• [What is expected]: Can you write out the whole listing exactly?

Items from a dataset
/---

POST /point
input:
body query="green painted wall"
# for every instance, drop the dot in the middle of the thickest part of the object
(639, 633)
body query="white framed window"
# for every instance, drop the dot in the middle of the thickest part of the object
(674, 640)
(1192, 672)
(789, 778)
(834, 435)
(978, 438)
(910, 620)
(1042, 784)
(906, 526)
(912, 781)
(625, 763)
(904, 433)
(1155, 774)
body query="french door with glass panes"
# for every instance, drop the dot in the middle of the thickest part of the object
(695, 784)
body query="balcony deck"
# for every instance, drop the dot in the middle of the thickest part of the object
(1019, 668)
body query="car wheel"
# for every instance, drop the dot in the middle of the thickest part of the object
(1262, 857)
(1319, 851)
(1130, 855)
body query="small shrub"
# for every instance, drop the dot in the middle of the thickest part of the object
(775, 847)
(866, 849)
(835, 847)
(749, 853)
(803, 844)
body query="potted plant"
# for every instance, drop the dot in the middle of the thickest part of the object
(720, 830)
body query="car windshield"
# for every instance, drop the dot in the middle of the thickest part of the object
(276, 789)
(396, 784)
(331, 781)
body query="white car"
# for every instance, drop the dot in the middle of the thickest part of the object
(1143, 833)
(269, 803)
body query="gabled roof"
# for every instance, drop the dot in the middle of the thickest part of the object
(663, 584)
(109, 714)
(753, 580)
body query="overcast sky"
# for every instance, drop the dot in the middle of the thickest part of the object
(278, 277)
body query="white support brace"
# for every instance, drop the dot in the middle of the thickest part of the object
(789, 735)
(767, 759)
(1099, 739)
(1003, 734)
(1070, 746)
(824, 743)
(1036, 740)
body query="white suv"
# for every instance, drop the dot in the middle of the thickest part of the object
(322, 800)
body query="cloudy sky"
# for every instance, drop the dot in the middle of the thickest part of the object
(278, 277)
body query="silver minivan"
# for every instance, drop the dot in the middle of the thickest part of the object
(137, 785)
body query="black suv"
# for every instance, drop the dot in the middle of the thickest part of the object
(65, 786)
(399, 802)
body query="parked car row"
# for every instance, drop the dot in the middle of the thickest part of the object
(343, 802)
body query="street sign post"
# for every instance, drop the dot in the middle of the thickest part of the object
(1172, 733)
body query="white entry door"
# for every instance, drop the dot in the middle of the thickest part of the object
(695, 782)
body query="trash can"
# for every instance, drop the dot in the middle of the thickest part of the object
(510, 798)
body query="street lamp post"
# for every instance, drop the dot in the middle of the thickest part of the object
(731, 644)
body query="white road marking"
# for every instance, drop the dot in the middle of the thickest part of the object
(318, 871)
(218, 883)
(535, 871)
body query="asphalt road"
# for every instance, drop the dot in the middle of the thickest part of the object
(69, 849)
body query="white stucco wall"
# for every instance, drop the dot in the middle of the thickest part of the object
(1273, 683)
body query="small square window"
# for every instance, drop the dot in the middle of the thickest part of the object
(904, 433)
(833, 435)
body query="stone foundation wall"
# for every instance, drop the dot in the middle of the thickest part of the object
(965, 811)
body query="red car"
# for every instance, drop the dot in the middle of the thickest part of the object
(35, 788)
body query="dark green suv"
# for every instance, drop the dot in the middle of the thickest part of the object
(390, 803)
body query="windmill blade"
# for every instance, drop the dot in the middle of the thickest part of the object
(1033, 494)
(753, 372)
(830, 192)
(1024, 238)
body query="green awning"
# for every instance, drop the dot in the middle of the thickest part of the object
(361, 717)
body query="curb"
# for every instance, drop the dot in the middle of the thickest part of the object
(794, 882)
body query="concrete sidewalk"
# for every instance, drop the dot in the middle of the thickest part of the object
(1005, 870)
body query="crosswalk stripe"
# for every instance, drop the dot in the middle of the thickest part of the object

\---

• [Expected answer]:
POST /point
input:
body query="green painted wall"
# for every instance, drop the dot in the middle of the thickest part of the object
(639, 633)
body query="white framed window"
# for every instance, drop the dot in the middle of the thickest part of the object
(674, 640)
(1192, 672)
(789, 778)
(834, 435)
(978, 438)
(910, 620)
(1042, 784)
(906, 526)
(912, 781)
(625, 763)
(904, 433)
(1155, 774)
body query="french door with glass panes"
# for every instance, drop the dot in the middle of the thickest part of the object
(695, 784)
body query="balcony deck"
# for every instance, drop the dot in the middle of the thickest part of the object
(1019, 668)
body query="car wheel"
# for every instance, drop the dot in the middle of the thickest part of the object
(1262, 857)
(1319, 851)
(1130, 855)
body query="small shrub"
# for every instance, drop the dot in the middle of the thickest part of the object
(775, 847)
(866, 849)
(835, 847)
(749, 853)
(803, 844)
body query="potted plant"
# for every instance, drop the dot in the middle of the thickest part of the object
(720, 830)
body query="car windshield"
# for every instance, drop the dot in the middle of the thickest part of the object
(276, 789)
(396, 784)
(331, 781)
body query="white car"
# for every instance, drop the dot in the middle of the thickest part of the object
(1143, 833)
(269, 803)
body query="gabled roof"
# for every instance, drop the dot in the middle of the thickest part of the object
(663, 584)
(109, 714)
(753, 580)
body query="overcast sky"
# for every instance, drop the dot in the middle of the thickest part of the object
(278, 277)
body query="white support brace"
# for every instance, drop the dot in the middle of the thickest part of the object
(789, 735)
(767, 759)
(1099, 739)
(1003, 734)
(1070, 746)
(824, 743)
(1036, 740)
body query="white suv"
# for every instance, drop the dot in the middle of the thickest part of the object
(322, 800)
body query="cloudy sky"
# for every instance, drop the dot in the middle of the thickest part of the object
(278, 277)
body query="silver minivan"
# for every instance, drop the dot in the middle of the thickest part of the object
(137, 785)
body query="black suv"
# for every instance, drop the dot in the middle of the thickest part of the object
(65, 786)
(399, 802)
body query="parked car row"
# for every instance, drop the dot in the middle of the thickest part of the object
(343, 802)
body query="street sign post"
# for every instance, drop the dot in the middle of the thickest part of the object
(1172, 733)
body query="white entry door"
# for every instance, drop the dot in the middle of the thickest part of the object
(695, 782)
body query="trash can"
# for every instance, drop the dot in the middle of the thickest part of the object
(510, 798)
body query="street lamp post"
# for every instance, drop the dot in the middle of the thickest part of the object
(731, 644)
body query="white road marking"
# for every instance, drop the dot in the middle of the thickest part of the object
(318, 871)
(218, 883)
(535, 871)
body query="asphalt road"
# for every instance, drop the dot in the middle of the thickest part of the object
(69, 849)
body query="white stucco wall"
# for every instance, drop the dot in the middle of the thickest part of the object
(1273, 683)
body query="small square window"
# for every instance, drop the dot in the middle of the thickest part of the object
(904, 433)
(833, 435)
body query="stone foundation wall"
# for every instance, drop the dot in the middle of the thickest part of the object
(965, 811)
body query="red car"
# for every instance, drop the dot in the middle of the thickest part of the object
(35, 788)
body query="dark green suv"
# for every instance, drop the dot in the middle of the thickest part of the object
(390, 803)
body query="windmill blade"
# for every instance, drop the dot in the middle of the thickest part of the object
(1033, 494)
(753, 372)
(830, 192)
(1024, 238)
body query="green awning"
# for every instance, drop the dot in the middle of the thickest part of the object
(361, 717)
body query="curb"
# for every instance, drop the dot in the middle of the thickest part of the object
(794, 882)
body query="concrete sidewalk"
# for every instance, drop the dot in the middle of the thickest part of the object
(1005, 870)
body query="crosswalk stripe"
# for every instance, drop the dot in the middle of the thickest part of the object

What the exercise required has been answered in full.